◆ **PROBLEM TO SOLVE**
Put every line of the records below into a JSON list of strings, one string per line, skipping blank lines and leaving out the pictures.

START MATERIAL FOR THIS TASK

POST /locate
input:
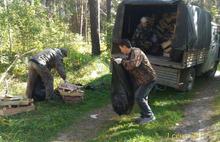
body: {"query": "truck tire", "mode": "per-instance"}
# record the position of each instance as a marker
(188, 79)
(211, 73)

END MATERIAL FOR THIS TASK

◆ **OUTPUT**
[
  "POST /locate",
  "input:",
  "body: {\"query\": \"truck tire\", \"mode\": \"per-instance\"}",
  "# record the position of each instance as a marker",
  "(188, 79)",
  "(211, 73)"
]